● SET PROBLEM 1:
Please return these lines from the entries unchanged, beginning with the line that contains "Find the abstract" and continuing through the line that contains "[[[269,117],[193,105],[191,168],[269,171]]]".
[begin TEXT SECTION]
Check out the brain on Barbie! Sure, she’s just a doll, but that doesn’t mean she has to be an airhead. Therein lies “Lady Bird” director Greta Gerwig’s inspired, 21st-century solution to bringing one of America’s most iconic playthings to life on the big screen. Combine that with the casting of Margot Robbie in the title role, and “Barbie” is already starting out on the right, perfectly arched foot. So what if this high-concept comedy falls a bit flat in the final stretch?
Barbie’s strength as a brand comes from her aspirational appeal. While some have rightly criticised the doll for setting unrealistic beauty standards, Barbie also showed girls they can do and be anything, as different models have portrayed her as president, a rocket scientist, even trans. You know who else sets unrealistic beauty standards? Movie stars. Like Barbie, they serve as role models, which is what makes Gerwig’s take on the ultra-popular toy line so darn smart. Robbie might be a dead-ringer for Barbie, but her moxie powers the performance. Gerwig has made the kind of family film she surely wishes had been available to her when she was a girl, sneaking a message (several of them, really) inside Barbie’s hollow hourglass figure.
[end TEXT SECTION]
[begin DATA SUPPLIED]
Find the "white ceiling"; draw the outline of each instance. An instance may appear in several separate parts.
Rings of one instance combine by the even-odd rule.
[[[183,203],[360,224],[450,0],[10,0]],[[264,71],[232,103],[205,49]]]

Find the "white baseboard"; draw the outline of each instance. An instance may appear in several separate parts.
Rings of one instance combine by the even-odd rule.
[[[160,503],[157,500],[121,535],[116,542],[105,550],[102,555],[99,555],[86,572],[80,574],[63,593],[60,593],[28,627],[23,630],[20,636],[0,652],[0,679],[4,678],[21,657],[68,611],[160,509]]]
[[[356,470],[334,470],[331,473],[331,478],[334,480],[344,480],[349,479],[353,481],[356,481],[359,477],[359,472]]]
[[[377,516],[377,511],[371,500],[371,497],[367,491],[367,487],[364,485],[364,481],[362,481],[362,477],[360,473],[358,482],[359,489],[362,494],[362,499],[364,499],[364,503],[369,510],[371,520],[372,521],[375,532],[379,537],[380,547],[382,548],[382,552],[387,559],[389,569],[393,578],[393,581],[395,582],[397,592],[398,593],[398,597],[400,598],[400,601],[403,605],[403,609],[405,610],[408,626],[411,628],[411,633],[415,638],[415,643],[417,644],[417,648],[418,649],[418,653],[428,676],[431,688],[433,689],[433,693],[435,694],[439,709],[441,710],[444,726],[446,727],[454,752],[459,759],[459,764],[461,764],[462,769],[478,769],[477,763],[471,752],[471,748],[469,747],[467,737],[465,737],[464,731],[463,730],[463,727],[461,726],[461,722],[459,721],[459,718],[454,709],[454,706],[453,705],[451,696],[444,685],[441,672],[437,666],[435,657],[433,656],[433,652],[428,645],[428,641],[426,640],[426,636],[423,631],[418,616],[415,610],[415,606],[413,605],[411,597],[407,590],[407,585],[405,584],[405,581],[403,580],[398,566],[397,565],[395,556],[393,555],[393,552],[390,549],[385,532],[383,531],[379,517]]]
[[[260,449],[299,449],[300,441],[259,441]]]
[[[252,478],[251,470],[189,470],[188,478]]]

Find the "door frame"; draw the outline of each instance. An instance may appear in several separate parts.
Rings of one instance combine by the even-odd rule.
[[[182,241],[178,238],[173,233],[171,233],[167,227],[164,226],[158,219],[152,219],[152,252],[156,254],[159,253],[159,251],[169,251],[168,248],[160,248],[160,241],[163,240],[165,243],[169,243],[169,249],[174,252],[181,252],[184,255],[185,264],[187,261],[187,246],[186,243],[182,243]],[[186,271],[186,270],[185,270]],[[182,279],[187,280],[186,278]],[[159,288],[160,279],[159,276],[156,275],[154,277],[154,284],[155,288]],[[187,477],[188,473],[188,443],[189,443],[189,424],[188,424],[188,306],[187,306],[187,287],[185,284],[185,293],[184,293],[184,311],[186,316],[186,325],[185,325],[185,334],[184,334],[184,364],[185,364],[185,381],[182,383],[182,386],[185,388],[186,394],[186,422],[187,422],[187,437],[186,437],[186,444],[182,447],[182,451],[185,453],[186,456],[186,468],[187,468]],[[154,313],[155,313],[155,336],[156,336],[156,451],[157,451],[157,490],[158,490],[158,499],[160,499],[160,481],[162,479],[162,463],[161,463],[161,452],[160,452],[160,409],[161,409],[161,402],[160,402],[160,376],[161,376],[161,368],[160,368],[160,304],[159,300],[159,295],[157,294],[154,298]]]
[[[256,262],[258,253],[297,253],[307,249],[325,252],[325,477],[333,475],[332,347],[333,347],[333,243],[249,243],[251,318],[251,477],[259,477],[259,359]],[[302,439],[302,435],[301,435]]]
[end DATA SUPPLIED]
[begin DATA SUPPLIED]
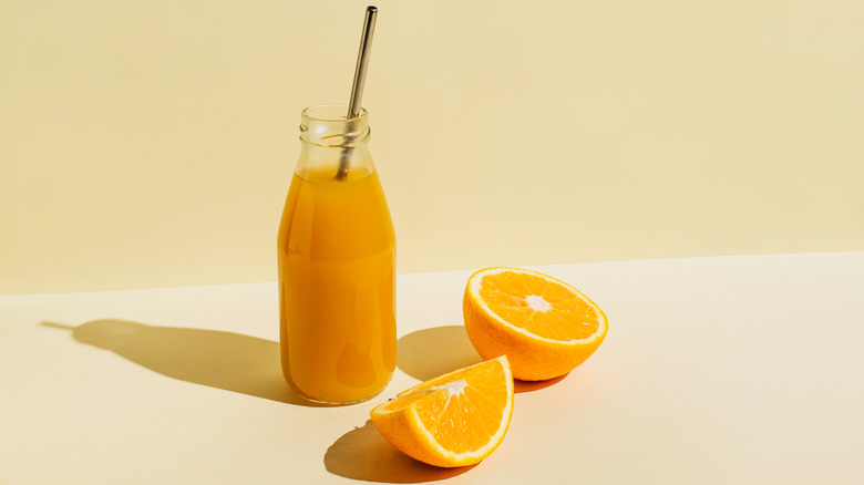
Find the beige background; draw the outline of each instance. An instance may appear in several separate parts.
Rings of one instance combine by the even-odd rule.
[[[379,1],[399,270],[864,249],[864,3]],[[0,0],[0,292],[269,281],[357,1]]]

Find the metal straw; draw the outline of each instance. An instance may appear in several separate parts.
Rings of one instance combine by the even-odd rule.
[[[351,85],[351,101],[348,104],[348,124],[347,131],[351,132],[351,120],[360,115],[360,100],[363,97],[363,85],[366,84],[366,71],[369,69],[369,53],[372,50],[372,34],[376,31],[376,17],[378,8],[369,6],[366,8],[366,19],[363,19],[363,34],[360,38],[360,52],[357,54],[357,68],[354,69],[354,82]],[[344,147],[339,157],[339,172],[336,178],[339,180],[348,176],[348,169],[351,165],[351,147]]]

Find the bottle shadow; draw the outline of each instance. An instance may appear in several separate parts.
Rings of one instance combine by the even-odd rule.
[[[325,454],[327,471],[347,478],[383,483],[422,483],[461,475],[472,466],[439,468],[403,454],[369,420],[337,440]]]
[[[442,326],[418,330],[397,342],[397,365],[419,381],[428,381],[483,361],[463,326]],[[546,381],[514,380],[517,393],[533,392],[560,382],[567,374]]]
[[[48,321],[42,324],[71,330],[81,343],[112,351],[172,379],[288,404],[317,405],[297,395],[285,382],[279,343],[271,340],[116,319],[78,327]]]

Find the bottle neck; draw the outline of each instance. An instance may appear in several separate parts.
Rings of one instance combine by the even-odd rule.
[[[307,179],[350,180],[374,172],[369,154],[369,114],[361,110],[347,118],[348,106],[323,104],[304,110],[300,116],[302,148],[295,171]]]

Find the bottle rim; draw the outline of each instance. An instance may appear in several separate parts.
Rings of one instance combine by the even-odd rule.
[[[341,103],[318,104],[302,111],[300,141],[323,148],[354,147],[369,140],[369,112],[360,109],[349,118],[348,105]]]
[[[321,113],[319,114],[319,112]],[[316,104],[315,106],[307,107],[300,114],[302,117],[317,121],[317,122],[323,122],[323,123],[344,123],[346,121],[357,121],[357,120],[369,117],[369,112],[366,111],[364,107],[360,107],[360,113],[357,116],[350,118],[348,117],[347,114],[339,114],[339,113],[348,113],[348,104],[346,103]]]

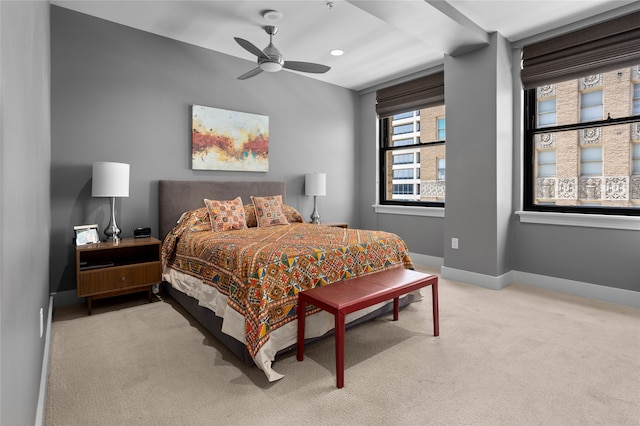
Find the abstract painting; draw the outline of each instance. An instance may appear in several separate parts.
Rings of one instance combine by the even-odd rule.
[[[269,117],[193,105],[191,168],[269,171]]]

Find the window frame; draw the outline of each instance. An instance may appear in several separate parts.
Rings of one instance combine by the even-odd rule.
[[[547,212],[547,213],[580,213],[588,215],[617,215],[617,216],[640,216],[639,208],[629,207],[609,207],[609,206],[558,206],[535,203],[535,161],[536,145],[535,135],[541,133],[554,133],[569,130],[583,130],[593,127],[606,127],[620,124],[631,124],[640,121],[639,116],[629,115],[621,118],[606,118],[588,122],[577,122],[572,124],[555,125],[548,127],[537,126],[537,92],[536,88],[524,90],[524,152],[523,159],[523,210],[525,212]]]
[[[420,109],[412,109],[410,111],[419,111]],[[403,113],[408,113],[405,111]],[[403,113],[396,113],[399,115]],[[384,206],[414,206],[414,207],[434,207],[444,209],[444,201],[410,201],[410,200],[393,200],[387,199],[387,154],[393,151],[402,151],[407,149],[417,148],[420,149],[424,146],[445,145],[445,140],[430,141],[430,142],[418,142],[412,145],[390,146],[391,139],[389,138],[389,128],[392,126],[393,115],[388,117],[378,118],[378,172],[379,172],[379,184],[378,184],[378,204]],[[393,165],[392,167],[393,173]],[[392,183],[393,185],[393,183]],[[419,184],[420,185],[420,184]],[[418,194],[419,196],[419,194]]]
[end DATA SUPPLIED]
● SET PROBLEM 2:
In the Barbie review, where does Barbie's strength as a brand come from?

● FULL OUTPUT 1:
Find the abstract painting; draw the outline of each instance. An instance may appear in several separate parts.
Rings of one instance combine by the even-odd rule.
[[[269,117],[193,105],[191,168],[269,171]]]

● FULL OUTPUT 2:
Her aspirational appeal.